• Written instruction
Count the lines in the data below that contain the string "bull". Reply with the number only.

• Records
____
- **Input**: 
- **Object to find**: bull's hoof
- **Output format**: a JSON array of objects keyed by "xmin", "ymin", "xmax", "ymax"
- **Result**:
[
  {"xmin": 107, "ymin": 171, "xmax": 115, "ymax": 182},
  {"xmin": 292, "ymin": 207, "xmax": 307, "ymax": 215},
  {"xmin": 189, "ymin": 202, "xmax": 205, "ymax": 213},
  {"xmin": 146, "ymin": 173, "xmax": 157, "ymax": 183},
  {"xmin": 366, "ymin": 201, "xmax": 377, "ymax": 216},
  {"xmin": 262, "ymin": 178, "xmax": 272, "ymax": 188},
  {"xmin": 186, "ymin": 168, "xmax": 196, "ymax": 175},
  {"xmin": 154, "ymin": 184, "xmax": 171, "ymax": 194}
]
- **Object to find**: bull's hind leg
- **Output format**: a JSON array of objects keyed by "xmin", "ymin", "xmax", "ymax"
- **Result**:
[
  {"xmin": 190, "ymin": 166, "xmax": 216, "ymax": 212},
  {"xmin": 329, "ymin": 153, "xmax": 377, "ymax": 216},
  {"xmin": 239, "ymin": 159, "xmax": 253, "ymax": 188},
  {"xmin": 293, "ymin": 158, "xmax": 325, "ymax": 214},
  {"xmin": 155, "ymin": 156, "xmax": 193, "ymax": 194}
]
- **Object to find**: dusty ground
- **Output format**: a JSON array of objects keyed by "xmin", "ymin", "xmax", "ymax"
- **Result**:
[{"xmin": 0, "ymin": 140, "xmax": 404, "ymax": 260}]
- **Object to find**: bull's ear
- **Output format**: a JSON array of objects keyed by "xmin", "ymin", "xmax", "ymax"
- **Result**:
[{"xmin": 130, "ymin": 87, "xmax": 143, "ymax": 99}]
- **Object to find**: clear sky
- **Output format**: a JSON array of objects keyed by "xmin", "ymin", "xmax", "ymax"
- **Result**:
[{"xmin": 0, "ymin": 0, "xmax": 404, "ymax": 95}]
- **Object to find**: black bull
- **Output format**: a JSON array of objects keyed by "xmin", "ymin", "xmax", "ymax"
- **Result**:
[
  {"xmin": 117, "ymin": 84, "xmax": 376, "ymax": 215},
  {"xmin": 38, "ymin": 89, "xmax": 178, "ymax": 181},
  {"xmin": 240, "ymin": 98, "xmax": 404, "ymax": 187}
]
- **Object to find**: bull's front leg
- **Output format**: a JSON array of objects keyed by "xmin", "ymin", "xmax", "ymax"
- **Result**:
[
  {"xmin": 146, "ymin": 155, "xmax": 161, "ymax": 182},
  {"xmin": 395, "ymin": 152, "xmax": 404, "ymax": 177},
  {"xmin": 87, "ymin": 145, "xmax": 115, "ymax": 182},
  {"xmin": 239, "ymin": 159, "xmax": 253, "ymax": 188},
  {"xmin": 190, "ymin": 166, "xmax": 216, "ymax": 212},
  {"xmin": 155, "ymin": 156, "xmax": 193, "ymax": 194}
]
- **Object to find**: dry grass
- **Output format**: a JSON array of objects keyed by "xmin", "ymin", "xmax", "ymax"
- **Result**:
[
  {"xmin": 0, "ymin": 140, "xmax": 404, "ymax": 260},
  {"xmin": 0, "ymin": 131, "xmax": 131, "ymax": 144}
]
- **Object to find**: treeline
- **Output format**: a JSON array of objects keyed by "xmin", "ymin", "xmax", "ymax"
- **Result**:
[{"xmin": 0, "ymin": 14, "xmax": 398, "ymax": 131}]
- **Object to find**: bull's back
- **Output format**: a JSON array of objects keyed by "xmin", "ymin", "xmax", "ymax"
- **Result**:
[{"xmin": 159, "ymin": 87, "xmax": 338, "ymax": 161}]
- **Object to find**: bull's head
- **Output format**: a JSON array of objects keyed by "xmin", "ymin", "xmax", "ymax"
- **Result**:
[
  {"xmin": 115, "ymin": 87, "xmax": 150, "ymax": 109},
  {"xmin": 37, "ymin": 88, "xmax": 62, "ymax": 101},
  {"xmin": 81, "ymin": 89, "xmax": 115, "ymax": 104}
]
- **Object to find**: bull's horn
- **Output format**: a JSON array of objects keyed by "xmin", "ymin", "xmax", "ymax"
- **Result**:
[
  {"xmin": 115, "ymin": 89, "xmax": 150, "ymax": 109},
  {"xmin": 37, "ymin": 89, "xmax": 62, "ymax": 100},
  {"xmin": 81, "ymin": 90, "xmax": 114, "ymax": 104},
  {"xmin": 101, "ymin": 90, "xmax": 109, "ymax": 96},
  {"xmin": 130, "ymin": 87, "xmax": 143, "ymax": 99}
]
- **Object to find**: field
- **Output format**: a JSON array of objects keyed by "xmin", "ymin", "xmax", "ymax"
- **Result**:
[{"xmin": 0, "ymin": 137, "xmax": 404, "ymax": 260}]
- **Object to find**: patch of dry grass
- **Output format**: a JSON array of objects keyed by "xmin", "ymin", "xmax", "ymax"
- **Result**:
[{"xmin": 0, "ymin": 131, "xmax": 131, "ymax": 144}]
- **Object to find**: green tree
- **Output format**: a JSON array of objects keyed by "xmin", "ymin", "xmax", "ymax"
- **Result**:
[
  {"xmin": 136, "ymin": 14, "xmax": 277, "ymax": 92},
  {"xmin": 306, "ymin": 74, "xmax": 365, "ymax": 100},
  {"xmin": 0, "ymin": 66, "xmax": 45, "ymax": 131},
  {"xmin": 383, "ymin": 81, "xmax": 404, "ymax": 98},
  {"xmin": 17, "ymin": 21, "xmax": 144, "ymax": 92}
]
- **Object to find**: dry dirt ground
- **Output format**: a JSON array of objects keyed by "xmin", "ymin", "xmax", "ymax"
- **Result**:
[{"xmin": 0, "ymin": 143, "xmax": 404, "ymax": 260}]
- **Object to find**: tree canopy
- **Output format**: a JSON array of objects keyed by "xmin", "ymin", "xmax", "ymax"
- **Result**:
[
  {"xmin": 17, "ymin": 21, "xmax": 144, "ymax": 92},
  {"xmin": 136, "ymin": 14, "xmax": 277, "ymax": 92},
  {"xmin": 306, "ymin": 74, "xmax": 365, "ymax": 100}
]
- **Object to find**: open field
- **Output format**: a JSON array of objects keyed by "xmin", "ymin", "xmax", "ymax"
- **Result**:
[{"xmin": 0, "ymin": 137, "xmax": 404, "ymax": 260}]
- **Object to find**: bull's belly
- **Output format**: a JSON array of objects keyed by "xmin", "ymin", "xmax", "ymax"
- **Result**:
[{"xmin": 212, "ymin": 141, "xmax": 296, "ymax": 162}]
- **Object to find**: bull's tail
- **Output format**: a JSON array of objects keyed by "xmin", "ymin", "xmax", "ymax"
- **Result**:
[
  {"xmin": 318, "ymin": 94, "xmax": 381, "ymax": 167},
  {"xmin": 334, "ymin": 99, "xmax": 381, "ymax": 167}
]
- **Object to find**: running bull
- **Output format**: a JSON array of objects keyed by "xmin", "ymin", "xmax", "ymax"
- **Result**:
____
• Written solution
11